[What you should do] Please pick out every line below that contains the string "gray" and copy each one in full. Case counts, so only exact-case matches qualify.

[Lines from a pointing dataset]
▼▼▼

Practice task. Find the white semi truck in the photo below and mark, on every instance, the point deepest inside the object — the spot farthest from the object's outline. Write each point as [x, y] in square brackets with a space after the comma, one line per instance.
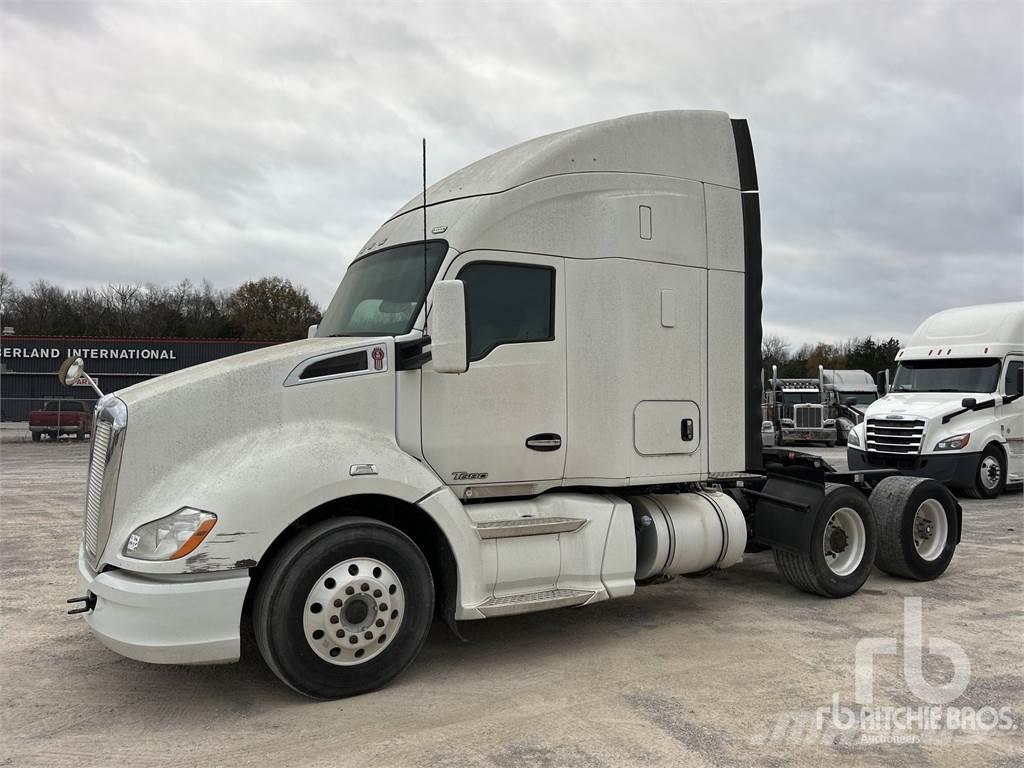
[540, 389]
[953, 411]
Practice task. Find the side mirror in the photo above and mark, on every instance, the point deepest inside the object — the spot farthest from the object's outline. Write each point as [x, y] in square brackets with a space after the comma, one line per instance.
[449, 339]
[882, 383]
[71, 371]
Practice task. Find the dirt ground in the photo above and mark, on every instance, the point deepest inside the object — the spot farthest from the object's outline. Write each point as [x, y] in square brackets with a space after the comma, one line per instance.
[734, 669]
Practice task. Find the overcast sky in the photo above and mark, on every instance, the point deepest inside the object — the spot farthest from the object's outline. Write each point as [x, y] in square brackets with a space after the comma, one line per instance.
[152, 142]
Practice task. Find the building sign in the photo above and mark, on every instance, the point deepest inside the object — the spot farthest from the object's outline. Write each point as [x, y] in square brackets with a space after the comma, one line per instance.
[86, 353]
[133, 357]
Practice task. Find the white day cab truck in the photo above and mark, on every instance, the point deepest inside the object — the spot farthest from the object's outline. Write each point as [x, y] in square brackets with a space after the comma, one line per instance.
[541, 389]
[953, 411]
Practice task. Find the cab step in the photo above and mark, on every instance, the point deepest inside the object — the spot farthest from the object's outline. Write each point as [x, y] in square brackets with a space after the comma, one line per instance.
[528, 526]
[530, 601]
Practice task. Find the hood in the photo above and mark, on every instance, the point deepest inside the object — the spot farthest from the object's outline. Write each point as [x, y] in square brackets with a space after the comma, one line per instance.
[240, 374]
[923, 404]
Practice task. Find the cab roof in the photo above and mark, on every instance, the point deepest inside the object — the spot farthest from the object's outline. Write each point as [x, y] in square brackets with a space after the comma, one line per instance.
[980, 331]
[693, 144]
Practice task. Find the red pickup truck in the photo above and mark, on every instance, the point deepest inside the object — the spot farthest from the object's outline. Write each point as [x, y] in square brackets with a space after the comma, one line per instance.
[61, 417]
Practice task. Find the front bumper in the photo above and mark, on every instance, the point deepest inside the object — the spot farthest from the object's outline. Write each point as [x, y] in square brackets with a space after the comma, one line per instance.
[164, 621]
[953, 469]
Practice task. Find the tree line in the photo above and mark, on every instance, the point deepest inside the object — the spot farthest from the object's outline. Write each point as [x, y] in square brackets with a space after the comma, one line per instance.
[856, 353]
[264, 308]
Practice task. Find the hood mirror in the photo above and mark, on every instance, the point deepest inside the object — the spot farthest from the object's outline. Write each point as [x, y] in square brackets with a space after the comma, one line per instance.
[72, 370]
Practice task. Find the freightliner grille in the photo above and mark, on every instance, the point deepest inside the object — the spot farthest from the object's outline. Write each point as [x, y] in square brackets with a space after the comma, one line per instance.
[895, 435]
[94, 491]
[807, 417]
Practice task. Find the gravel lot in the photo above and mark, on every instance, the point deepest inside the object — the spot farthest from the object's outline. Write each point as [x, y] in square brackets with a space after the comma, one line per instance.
[722, 671]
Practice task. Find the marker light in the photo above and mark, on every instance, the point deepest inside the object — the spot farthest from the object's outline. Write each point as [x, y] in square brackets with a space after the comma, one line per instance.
[172, 537]
[953, 443]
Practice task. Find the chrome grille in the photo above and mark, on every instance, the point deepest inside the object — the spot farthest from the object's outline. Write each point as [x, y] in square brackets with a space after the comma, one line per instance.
[94, 489]
[895, 435]
[808, 417]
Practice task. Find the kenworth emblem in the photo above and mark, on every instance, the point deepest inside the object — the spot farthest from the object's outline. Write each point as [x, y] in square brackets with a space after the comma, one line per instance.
[378, 355]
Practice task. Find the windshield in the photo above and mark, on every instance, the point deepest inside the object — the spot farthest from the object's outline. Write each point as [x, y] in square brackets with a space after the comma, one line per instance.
[946, 376]
[792, 398]
[381, 294]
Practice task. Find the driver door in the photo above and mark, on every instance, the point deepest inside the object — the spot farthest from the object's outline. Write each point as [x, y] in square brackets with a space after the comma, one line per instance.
[503, 421]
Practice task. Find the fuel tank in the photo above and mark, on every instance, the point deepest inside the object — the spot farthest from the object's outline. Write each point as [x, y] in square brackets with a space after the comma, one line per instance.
[680, 534]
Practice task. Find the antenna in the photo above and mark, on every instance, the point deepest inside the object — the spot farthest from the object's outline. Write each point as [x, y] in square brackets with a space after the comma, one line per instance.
[425, 236]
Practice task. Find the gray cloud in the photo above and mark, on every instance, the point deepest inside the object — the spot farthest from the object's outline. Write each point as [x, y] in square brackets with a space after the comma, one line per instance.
[161, 141]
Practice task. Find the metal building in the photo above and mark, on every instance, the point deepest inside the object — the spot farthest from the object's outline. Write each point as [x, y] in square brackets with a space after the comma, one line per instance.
[29, 365]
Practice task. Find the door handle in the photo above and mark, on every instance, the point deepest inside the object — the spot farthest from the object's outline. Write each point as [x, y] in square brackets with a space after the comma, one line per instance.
[544, 441]
[686, 430]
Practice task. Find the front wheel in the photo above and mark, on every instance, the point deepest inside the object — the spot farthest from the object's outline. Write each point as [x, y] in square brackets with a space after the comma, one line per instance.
[344, 607]
[990, 475]
[841, 552]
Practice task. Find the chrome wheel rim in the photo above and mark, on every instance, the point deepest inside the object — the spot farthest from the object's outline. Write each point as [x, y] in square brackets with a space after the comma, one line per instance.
[930, 529]
[353, 611]
[990, 472]
[844, 542]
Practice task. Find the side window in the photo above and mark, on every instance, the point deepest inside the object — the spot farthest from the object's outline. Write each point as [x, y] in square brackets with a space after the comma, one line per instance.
[508, 304]
[1010, 382]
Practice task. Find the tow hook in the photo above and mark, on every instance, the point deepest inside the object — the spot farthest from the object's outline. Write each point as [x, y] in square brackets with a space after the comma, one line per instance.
[88, 603]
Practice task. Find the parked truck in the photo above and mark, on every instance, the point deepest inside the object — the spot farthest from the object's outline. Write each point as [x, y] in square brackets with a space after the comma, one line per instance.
[538, 386]
[60, 417]
[797, 410]
[953, 411]
[848, 393]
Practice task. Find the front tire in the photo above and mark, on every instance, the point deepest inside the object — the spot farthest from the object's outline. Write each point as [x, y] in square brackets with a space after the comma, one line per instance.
[919, 527]
[344, 607]
[842, 546]
[989, 475]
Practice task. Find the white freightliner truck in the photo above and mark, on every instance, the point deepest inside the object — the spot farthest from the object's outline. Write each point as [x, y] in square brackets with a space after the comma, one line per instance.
[541, 389]
[953, 411]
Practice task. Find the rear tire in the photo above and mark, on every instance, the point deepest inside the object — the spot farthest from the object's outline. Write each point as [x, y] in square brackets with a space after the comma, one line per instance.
[309, 631]
[989, 475]
[919, 527]
[842, 546]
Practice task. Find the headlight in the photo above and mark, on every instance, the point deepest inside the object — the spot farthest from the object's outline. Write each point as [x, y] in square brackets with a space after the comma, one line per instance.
[171, 537]
[953, 443]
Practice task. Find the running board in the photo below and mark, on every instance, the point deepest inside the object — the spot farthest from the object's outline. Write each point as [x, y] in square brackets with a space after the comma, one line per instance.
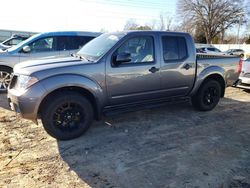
[132, 107]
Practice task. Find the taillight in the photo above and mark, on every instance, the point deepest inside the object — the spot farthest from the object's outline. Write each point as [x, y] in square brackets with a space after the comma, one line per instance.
[240, 65]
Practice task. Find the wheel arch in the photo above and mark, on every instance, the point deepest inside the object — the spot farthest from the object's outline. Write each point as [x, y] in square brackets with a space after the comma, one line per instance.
[82, 91]
[213, 72]
[79, 84]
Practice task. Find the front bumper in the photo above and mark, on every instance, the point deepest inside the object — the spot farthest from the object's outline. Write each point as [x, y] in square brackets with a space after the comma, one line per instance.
[27, 103]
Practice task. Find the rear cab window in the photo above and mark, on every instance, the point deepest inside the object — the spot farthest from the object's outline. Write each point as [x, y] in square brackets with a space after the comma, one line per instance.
[174, 48]
[141, 49]
[72, 42]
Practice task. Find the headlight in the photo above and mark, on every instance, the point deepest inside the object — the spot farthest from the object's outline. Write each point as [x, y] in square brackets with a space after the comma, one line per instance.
[24, 82]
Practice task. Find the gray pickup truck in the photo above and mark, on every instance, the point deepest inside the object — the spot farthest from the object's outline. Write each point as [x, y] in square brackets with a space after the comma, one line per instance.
[114, 73]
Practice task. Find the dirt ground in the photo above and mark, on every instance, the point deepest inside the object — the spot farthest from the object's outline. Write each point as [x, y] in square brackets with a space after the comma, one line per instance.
[172, 146]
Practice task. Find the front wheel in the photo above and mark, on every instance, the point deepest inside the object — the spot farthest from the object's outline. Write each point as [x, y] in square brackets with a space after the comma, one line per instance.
[67, 115]
[5, 78]
[207, 96]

▲▲▲

[Task result]
Practice task. Find the gray cloud in the photo above and mark, on every instance, the point deepest inside the object — the spot farthest from the object's outline. Write each point as [x, y] in square brackets with a space after the comma, one line per instance.
Practice task. Find the gray pickup truck in the photo above and mark, on every instance, the point deepest inside the object — the spot farthest from the object's outline. Write each point as [x, y] in square brackets with a space after the comma, one line per instance.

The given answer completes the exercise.